Instructions to follow ▸
Among the records below, find the line that has "Could you point out the white trim"; from there, give the lines again exactly, and stop after the line that has "Could you point out the white stair".

◆ ◆ ◆ ◆

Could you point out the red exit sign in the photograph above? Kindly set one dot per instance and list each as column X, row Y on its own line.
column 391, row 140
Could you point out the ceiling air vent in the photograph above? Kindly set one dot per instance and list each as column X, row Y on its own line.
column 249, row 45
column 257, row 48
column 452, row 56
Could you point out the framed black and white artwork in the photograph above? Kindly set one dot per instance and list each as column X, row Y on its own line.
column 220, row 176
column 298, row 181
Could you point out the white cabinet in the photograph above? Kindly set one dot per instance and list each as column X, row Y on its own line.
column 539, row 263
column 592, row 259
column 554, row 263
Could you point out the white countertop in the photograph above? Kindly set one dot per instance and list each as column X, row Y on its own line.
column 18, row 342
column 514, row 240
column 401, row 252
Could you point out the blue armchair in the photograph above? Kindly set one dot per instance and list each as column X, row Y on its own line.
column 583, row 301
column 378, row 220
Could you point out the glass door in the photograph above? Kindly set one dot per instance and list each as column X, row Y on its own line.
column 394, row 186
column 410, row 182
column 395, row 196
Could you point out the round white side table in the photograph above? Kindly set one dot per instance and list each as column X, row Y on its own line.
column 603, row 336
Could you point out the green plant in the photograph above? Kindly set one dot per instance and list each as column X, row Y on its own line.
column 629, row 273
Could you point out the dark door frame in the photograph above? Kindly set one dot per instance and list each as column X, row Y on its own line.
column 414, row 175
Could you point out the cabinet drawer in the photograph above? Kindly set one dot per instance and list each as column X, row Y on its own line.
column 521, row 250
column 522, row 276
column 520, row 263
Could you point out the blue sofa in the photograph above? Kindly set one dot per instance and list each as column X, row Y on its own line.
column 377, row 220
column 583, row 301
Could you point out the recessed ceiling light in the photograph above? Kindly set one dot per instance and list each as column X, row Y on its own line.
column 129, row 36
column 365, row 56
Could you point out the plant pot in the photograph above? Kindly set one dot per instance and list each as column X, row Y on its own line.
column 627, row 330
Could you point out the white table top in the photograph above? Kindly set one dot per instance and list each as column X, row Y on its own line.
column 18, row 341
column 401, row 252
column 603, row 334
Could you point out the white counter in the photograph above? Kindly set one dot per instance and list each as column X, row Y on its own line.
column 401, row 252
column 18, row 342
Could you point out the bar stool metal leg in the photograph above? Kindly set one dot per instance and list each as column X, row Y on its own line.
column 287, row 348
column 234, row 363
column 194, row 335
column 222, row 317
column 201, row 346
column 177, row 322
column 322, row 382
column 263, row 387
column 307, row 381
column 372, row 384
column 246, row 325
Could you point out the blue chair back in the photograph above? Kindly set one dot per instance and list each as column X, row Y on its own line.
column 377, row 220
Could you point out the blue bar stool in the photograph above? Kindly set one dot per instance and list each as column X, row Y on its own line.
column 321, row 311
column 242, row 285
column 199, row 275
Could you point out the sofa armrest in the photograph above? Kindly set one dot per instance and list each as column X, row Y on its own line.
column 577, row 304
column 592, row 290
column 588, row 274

◆ ◆ ◆ ◆

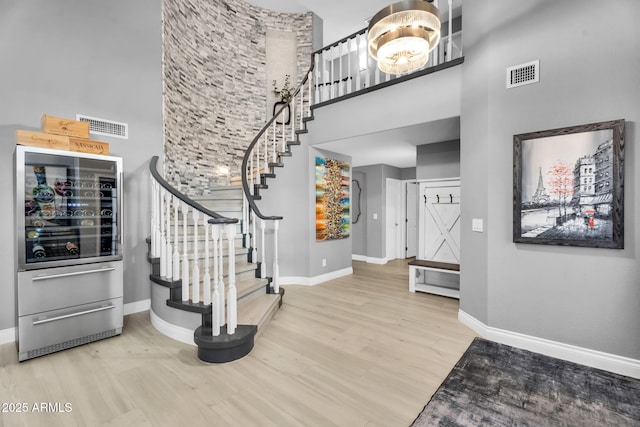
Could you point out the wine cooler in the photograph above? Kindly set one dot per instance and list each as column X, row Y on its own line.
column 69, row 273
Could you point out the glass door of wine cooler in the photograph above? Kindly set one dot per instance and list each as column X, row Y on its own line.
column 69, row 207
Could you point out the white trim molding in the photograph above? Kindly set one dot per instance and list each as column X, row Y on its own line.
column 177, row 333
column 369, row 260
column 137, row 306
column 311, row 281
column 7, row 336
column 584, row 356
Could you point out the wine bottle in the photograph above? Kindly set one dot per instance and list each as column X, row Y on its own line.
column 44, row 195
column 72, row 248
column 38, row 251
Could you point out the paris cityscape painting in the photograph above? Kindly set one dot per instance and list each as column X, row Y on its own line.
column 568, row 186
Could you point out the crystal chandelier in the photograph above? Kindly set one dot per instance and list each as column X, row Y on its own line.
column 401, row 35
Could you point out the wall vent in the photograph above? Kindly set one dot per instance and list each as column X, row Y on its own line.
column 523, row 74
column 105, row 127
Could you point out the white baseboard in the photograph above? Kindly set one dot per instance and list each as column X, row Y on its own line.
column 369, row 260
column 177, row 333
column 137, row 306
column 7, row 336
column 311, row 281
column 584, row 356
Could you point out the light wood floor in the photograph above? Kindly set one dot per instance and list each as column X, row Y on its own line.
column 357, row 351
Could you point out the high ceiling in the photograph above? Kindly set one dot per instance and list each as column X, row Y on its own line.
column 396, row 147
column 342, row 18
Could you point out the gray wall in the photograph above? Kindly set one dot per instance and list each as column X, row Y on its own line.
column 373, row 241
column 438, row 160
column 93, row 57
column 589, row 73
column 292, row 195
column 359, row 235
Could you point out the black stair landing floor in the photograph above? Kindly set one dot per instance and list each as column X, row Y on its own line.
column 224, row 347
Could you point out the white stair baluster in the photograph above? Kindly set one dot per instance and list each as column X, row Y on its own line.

◆ ◆ ◆ ◆

Written response ▸
Could you point out the white trim molding in the photograph above? Kindly set one dot per instance and list each as column X, row Y on its own line.
column 177, row 333
column 369, row 260
column 137, row 306
column 311, row 281
column 7, row 336
column 584, row 356
Could you point out the wine bottle in the photograph above? Kindly set one dot per instance and list each as column X, row Y on its own line.
column 44, row 195
column 72, row 248
column 38, row 251
Could you point out the paris cityscape painting in the photograph above? Kindly set one dot per instance and list each as column X, row Y on its own line.
column 568, row 186
Could you point out the crystal chandelier in the photograph above? Kindly set one dot per instance and list each as column X, row Y on its own line.
column 401, row 35
Could you point out the wall vent in the photograph above? Kindly set one dot per instance and list each as column X, row Y on its own line.
column 523, row 74
column 105, row 127
Could you point out the white baseboard in the photograph above? Kindly set one dot per instance and list each as column X, row Y on its own line.
column 369, row 260
column 177, row 333
column 137, row 306
column 7, row 336
column 311, row 281
column 584, row 356
Could you point out the light wood floor in the photograph above? Kindly set one dot per instance and list each as column X, row Y on its own line.
column 357, row 351
Could you point out the high ceiling in the photograph above? Kindly set one dot per instance and list each as column X, row Y on its own line.
column 396, row 147
column 342, row 18
Could you point out the gray wall in the photograph above? Kindly set one dot per instance and list each as column X, row Y on its own line.
column 373, row 241
column 438, row 160
column 93, row 57
column 589, row 73
column 292, row 195
column 359, row 235
Could you point out the black stair landing floor in the photograph above? Kindly set one dot per instance and list each as column X, row Y on its own line.
column 224, row 347
Could you point out the white stair baluster in the photograph above? Kindly set one dot per instance and list each as column X, row Y on its own line.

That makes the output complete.